## Passage
►

Thursday, October 04, 2007

Evolution: The sins of Cladism

I came across the term "cladist" as a term of derision, or at least "other" or "out there".

A clade is a "group of organisms evolved from a common ancestor" (Concise Oxford, 1988). [Interestingly, it's solely "a disaster, or plague", according to my 1933 Shorter Oxford; my Encyclopedia Britannica, 1974-88, doesn't acknowledge the word at all - which shows how recent this use is.]

Cladism is the branching off of species successively by "shared derived" features. Stephen Jay Gould describes cladistics as a "theory and philosophy of taxonomy" (with a history longer than the Britannica admits), about which he calls himself agnostic (p254).

However, Gould does find a great virtue - and some vices - in it. He describes a tradition of depicting evolution as a succession of improvements: we've all seen pictures of a parade of creatures, from fish to amphibian to landed reptile to mammal to primate to human. Gould's problem with the traditional approach is that it portrays humans as being at the absolute pinnacle of a succession of changes: here it goes, and no further. Any other evolutionary form is irrelevant: anthropocentrism rears its ugly head again.

◄

## What to do
Copy out the portion of the cladism passage that begins with the words containing "However, Gould does" and ends with "ugly head again.". The rows aren't needed for any work on the cladism passage.

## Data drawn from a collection
►

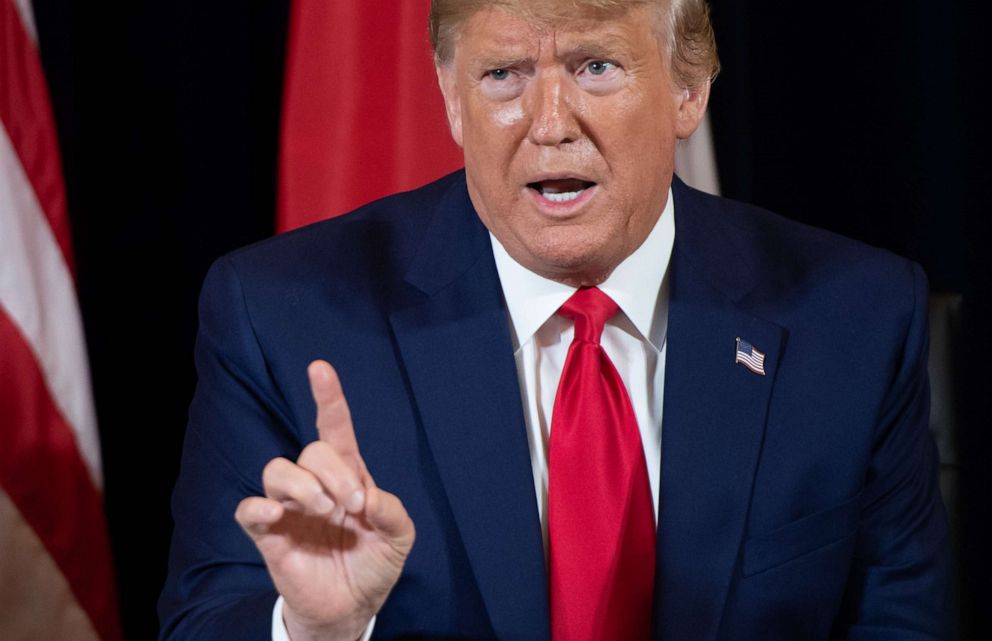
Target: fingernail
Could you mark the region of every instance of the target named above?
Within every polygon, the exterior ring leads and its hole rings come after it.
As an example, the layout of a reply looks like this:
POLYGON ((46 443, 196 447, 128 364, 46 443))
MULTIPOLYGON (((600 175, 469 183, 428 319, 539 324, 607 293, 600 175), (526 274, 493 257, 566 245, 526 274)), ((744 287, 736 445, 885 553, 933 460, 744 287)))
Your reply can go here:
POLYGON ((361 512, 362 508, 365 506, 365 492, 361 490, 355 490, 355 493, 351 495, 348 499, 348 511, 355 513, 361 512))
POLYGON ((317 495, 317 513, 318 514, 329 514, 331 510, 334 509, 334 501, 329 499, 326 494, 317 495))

◄
►

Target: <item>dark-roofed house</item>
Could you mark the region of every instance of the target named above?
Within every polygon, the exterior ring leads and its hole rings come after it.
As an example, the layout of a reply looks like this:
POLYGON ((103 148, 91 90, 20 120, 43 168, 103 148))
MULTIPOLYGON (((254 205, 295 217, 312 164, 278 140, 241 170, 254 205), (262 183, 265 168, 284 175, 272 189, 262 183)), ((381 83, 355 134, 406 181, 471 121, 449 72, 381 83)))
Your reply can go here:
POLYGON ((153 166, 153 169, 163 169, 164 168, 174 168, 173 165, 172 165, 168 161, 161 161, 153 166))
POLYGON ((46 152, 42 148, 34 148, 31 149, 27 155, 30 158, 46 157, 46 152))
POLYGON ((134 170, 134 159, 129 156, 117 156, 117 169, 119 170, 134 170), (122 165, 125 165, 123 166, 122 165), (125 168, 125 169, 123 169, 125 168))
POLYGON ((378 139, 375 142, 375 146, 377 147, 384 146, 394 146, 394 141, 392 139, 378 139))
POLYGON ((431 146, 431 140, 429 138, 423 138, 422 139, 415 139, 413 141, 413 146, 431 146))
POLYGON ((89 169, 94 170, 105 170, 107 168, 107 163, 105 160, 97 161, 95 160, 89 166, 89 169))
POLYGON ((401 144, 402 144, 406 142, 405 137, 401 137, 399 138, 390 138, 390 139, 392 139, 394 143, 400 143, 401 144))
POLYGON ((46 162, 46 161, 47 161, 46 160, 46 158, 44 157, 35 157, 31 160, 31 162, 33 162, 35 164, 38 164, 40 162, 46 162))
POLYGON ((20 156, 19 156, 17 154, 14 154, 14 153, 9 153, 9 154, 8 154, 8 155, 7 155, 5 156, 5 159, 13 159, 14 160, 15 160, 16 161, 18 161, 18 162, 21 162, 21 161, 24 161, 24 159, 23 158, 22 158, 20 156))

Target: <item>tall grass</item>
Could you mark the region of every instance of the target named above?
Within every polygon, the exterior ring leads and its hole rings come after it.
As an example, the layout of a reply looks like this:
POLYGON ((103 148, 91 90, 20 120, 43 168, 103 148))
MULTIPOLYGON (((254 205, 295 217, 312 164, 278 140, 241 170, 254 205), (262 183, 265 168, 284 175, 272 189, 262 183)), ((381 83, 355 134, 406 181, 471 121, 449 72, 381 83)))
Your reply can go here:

◄

## Output
However, Gould does find a great virtue - and some vices - in it. He describes a tradition of depicting evolution as a succession of improvements: we've all seen pictures of a parade of creatures, from fish to amphibian to landed reptile to mammal to primate to human. Gould's problem with the traditional approach is that it portrays humans as being at the absolute pinnacle of a succession of changes: here it goes, and no further. Any other evolutionary form is irrelevant: anthropocentrism rears its ugly head again.